Keep in mind that you are likely using "ideal" capacitors and "ideal" inductors, which don't exist in the real world.

Yes, the simulated components are highly ideal, as I pride myself with getting just the "best" components I can get. *laughs* No, just kidding I knew about the different models, I just hadn't applied the knowledge to the simulation.

Add some parasitics to the inductors, too. 56 turns of AWG20 on a 31mm*18mm*6.3mm iron toroid would take about 100 inches (2.5 meters) of wire, for roughly 85m Ohms.

Yikes! 85 Ohms will totally destroy my output voltage, not to take into account two of them
This is what I get for buying stuff before I know what I need, I kinda wish I had bought a 12v transformer instead of the 9v I now have

Oh well, the theory about the inductors have been very interesting atleast, if not applied to this project it will most probably come in handy in a future project.

To improve load and line regulation to a fixed output 9 Volt regulator, try the following...

1. Add 1 ohm...limit inrush current. Check!.
2. Get rid of C4 See below.
3. Get rid of D4 and replace with a zener. Check!
4. Replace C2 with a 220u cap. Check!
5. Use 10u to 100u as the output filter. Check!
6. Put 0.1u across R2 for stability if required. We'll see

About C4, I get that it's interfering with the regulation, the way I understood it was that it lead any ripple(and sharp changes in regulation) directly to ground. This is a good thing for ripple, a little bit bad when it comes to sharp regulation changes.

## PARTS OF THE EXERCISE
1/ Decide whether each statement below agrees with the forum thread, answering yes or no and quoting the exact words of the thread that settle it.
(a) Winding 56 turns of AWG20 on the described toroid would use about 100 inches of wire.
(b) The poster bought a 12v transformer.
(c) One suggestion is to replace C2 with a 220u cap.
2/ Copy the part of the forum thread starting with "Add some parasitics" and going on through "220u cap. Check!".
The entries that come after this forum thread are separate material.

## STORED DATA
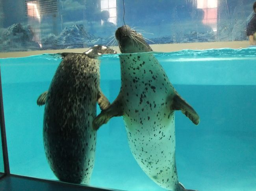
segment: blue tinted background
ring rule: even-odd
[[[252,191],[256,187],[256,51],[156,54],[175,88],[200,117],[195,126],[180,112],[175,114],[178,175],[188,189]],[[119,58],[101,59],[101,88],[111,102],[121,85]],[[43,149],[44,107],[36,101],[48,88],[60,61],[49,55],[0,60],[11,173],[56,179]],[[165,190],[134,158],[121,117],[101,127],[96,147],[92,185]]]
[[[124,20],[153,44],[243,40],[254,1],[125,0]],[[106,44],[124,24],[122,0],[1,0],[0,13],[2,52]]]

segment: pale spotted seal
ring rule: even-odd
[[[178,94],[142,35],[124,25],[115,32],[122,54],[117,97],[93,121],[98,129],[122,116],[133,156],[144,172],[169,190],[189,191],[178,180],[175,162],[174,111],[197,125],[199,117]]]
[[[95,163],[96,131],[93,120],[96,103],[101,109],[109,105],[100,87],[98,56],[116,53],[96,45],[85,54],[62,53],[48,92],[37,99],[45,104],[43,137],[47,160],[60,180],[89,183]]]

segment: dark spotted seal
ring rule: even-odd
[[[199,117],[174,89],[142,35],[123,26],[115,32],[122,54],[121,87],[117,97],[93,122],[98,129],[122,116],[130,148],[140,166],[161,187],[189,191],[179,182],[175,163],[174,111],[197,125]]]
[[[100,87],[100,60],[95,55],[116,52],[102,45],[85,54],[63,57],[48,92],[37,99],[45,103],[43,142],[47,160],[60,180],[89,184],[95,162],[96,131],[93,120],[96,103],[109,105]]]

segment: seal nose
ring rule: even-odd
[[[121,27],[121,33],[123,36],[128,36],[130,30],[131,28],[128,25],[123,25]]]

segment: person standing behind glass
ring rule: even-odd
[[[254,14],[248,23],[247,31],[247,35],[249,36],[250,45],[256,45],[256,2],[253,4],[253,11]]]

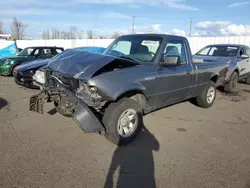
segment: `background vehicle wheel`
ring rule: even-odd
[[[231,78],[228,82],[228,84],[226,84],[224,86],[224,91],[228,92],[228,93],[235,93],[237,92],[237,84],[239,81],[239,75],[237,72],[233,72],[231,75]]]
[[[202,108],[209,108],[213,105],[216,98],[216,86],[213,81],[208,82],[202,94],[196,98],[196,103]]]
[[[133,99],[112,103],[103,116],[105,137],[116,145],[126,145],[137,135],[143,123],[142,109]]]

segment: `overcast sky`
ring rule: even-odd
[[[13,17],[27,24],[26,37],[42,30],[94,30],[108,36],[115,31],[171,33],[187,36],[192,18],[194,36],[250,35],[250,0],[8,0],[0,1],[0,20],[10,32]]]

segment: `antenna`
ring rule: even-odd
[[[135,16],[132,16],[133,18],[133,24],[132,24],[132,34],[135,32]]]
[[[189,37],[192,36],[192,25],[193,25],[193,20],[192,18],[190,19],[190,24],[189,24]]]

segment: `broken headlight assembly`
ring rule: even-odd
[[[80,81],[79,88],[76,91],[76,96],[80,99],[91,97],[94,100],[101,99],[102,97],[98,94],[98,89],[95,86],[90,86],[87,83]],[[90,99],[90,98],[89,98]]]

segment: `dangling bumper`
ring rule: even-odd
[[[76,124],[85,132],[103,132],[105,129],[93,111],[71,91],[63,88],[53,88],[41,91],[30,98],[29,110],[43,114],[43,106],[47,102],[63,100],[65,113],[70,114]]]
---
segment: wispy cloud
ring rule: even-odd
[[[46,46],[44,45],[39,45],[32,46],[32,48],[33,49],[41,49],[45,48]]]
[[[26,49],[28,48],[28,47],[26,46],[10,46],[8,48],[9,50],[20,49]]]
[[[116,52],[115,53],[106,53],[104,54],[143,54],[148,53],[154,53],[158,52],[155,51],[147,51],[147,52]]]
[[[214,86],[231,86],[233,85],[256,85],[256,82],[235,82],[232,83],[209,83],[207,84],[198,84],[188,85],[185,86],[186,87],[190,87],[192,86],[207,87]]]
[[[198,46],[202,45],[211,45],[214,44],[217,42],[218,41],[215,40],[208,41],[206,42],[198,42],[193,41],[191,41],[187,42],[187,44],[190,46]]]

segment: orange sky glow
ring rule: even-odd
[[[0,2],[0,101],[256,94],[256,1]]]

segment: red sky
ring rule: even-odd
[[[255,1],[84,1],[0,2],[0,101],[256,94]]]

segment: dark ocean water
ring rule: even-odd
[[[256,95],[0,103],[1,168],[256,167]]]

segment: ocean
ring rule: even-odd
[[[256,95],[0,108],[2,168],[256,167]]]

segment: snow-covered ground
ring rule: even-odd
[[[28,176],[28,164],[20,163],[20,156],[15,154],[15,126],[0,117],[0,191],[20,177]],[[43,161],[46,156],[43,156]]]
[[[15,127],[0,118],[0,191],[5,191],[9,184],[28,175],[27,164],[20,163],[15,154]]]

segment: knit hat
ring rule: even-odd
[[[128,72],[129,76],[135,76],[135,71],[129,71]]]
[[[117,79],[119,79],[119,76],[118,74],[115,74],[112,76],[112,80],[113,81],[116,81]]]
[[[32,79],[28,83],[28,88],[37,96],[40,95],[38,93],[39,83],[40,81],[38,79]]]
* * *
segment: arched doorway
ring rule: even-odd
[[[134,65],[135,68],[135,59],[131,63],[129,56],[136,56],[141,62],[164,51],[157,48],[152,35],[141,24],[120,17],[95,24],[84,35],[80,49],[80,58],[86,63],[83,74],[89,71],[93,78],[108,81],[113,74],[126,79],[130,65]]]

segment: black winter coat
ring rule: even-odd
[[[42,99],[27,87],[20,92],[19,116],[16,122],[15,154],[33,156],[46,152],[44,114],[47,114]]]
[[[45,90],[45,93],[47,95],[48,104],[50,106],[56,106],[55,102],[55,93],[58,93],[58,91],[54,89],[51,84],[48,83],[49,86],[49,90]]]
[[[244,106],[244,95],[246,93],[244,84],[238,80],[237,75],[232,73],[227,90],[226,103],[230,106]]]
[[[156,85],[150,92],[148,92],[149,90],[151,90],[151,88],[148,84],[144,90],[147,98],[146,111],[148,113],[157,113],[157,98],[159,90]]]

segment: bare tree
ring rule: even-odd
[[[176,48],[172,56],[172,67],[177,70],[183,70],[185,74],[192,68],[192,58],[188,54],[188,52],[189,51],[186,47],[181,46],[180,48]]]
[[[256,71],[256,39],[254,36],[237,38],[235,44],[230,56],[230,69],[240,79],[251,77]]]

## SOLUTIONS TO THE TASKS
1/
(a) Yes: "56 turns of AWG20 on a 31mm*18mm*6.3mm iron toroid would take about 100 inches (2.5 meters) of wire"
(b) No: "I kinda wish I had bought a 12v transformer instead of the 9v I now have"
(c) Yes: "Replace C2 with a 220u cap."

2/
Add some parasitics to the inductors, too. 56 turns of AWG20 on a 31mm*18mm*6.3mm iron toroid would take about 100 inches (2.5 meters) of wire, for roughly 85m Ohms.

Yikes! 85 Ohms will totally destroy my output voltage, not to take into account two of them
This is what I get for buying stuff before I know what I need, I kinda wish I had bought a 12v transformer instead of the 9v I now have

Oh well, the theory about the inductors have been very interesting atleast, if not applied to this project it will most probably come in handy in a future project.

To improve load and line regulation to a fixed output 9 Volt regulator, try the following...

1. Add 1 ohm...limit inrush current. Check!.
2. Get rid of C4 See below.
3. Get rid of D4 and replace with a zener. Check!
4. Replace C2 with a 220u cap. Check!